▸ ВАШЕ ЗАДАНИЕ
Ответьте на вопросы по отрывку о Набокове:
(a) В каком романе скобок с изданиями гораздо меньше, чем в книге «Память, говори»?
(b) Как расшифровывается имя Алика и у кого это узнали?
(c) Какая бабочка влетела в класс?

Выходные данные книг, помещённые Ксенией Кумм в скобки, есть дань скрупулёзности и педантичности Набокова, писавшего: «Всю мою жизнь я со страстной энергией оживлял ту или иную часть былого и полагаю, что эта почти патологическая острота памяти — черта наследственная». Полистаешь книгу «Память, говори» — и соберёшь коллекцию скобок с изданиями. В «Даре» тоже есть скобки, но их много меньше. «…я отказываюсь видеть в двери больше, чем дыру, да то, что сделали столяр и плотник» (Delalande, Discours sur les ombres p. 45 et ante)» (с. 536 упомянутого издания). А в коротком романе «Отчаяние» можно встретить, пожалуй, иронию Набокова над собственным стремлением к письменной точности, к накрыванию подробностей сачком и сохранению их неподвижной, застывшей формы в расправилке памяти: «Шоколад, как известно (представьте себе, что следует описание его производства)».

Имя Алика = I + like. Откуда я это взял? Спросил у автора. Больше ничего не спрашивал — застеснялся. Как по-моему, английский (им владеет героиня; им владел в совершенстве Набоков; продлите линию сами) тут противопоставлен немецкому (немецкое или созвучное немецкому имя сотворить ведь нетрудно), в котором героиня едва ли преуспевает — да и как преуспеешь при таком-то учителе, который словно нарочно мучает?

О бабочке, влетевшей в класс, где по воле педагога говорят исключительно на дойче, можно сказать многое. Вот что сообщается в рассказе: «…стремительно вылетела вон, и была тотчас же унесена ввысь, как будто кто-то дёрнул невидимую нить». Лимонница — и символ слишком ранней весны (слишком ранней не только по календарю, а и для дрогнувшего сердца Вольфганга, герра учителя, — ему бы влюбиться чуть позднее, когда Алика покинет Берлин, влюбиться в другую, но любовь не знает выбора), и знак, указующий на незримое присутствие Набокова. И даже невидимая нить, как мне помнится, прежде описана Набоковым — где-то в «Даре». Какой-то мальчик во дворе, привязавший бабочку то ли за нить, то ли за какую-то леску, пускал её в полёт. (Я могу ошибаться; книгу заново читать не стал, а в электронной копии поиском ничего этакого не обнаружил. Испытал досаду — почти как старый Набоков, когда память отказалась его слушаться.)

Описания областей на естественном языке
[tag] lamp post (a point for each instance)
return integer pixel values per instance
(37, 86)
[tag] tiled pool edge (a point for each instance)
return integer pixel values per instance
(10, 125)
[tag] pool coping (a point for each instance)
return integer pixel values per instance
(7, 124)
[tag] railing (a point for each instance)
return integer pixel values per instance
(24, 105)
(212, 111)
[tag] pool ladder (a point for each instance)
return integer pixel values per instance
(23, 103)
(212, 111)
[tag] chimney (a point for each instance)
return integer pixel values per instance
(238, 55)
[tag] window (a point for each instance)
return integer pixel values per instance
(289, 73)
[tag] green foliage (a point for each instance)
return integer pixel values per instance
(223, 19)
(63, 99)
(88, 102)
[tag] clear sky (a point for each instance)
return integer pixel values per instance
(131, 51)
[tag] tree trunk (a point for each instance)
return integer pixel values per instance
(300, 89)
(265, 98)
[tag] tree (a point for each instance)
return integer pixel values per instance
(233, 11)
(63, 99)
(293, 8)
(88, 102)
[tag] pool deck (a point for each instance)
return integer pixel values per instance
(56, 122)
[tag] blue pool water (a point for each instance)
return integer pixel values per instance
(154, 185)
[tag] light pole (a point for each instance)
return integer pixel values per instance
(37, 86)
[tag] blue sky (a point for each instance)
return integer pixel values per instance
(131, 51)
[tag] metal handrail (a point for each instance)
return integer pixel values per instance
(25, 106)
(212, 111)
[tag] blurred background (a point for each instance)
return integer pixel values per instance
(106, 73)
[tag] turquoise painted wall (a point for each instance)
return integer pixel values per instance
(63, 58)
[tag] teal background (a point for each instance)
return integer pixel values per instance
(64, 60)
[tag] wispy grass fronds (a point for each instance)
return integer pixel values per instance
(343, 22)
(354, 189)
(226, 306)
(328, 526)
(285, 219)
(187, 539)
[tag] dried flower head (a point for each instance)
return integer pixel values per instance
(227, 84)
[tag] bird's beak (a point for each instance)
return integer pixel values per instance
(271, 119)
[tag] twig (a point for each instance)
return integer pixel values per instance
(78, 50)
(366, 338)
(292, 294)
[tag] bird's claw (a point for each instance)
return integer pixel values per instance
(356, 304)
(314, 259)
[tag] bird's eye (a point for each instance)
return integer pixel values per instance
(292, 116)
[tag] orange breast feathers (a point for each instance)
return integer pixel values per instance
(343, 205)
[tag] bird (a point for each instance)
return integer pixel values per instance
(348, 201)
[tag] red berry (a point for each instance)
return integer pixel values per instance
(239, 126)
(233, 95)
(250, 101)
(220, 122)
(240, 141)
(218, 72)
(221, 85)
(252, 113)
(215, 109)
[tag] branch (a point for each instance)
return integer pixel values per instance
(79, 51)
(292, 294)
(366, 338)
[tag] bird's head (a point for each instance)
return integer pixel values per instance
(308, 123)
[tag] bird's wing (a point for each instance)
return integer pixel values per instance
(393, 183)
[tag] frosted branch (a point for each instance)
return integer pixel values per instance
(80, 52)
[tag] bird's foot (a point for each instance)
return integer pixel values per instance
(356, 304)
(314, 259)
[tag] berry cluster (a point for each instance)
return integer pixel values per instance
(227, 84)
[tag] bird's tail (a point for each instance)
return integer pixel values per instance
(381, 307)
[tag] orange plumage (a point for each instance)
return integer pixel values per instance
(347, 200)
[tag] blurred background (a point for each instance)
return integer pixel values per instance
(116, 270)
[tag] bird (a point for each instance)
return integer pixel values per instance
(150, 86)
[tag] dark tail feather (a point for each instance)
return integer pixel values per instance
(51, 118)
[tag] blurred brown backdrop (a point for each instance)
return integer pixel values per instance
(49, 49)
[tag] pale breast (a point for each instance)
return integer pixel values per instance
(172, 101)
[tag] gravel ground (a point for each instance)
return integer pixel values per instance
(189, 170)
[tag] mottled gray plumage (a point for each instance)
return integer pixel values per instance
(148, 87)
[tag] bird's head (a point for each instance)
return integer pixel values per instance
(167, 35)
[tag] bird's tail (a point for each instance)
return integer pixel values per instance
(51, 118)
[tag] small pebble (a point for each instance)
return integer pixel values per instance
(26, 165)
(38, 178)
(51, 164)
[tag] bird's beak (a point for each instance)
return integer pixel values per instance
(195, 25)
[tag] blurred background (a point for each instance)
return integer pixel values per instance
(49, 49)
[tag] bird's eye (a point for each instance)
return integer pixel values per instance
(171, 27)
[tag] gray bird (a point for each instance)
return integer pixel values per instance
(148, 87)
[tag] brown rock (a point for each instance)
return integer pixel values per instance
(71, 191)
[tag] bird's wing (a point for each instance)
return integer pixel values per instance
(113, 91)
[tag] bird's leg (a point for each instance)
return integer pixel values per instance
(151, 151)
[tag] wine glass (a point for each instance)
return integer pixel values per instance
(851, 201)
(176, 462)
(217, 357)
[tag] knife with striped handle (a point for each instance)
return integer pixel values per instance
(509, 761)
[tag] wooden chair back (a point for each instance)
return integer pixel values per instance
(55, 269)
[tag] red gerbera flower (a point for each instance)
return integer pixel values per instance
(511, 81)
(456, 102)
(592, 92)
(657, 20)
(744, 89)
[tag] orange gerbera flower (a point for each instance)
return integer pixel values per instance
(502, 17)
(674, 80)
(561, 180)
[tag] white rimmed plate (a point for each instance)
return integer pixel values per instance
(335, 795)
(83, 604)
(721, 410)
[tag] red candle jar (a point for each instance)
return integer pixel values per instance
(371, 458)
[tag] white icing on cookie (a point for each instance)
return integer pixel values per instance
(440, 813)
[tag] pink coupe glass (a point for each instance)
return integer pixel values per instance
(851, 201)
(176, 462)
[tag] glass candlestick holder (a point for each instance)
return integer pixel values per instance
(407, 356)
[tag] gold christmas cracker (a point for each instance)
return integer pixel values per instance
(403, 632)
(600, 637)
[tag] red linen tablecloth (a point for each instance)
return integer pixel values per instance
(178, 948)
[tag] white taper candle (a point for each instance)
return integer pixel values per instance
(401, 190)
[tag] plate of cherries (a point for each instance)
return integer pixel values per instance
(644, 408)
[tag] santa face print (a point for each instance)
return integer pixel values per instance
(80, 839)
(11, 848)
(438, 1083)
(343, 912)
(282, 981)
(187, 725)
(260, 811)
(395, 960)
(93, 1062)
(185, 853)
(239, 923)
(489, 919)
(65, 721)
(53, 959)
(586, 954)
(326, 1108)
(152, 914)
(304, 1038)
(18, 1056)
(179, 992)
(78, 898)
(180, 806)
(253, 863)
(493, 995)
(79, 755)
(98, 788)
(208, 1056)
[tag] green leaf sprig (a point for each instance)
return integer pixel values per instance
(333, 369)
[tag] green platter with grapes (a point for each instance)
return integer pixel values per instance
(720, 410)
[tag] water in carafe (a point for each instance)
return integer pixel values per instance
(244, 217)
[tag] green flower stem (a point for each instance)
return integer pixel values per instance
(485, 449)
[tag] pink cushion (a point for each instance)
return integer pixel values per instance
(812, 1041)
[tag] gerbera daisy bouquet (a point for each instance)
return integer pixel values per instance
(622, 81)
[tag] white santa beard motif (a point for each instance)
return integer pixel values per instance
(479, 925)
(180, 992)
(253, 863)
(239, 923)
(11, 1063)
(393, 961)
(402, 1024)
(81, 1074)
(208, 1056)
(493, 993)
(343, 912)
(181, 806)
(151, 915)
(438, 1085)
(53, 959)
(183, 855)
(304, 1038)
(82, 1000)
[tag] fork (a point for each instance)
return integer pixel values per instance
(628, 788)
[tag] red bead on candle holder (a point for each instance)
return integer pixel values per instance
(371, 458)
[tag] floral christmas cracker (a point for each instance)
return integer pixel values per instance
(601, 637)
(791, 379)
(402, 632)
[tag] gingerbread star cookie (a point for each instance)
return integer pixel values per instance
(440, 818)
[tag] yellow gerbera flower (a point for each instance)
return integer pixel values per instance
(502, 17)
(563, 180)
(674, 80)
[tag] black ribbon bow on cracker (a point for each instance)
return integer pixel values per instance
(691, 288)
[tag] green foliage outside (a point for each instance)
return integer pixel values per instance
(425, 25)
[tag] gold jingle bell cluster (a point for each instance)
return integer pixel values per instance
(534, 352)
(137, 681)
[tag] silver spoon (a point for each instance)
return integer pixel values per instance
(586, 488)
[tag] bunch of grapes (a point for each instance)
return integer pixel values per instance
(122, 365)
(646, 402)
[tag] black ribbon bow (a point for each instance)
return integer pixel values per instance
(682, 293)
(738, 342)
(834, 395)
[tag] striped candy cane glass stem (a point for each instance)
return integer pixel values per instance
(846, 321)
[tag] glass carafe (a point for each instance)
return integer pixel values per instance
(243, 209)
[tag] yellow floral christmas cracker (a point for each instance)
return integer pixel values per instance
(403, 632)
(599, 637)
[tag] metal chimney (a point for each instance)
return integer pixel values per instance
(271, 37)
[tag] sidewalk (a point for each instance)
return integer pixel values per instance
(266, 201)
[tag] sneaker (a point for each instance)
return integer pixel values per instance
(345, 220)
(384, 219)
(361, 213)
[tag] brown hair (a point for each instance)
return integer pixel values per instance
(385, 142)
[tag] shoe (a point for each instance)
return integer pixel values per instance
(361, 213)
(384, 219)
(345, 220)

▸ ВЫПОЛНЕННОЕ ЗАДАНИЕ
(a) В «Даре».
(b) Имя Алика = I + like; это узнали у автора.
(c) Лимонница.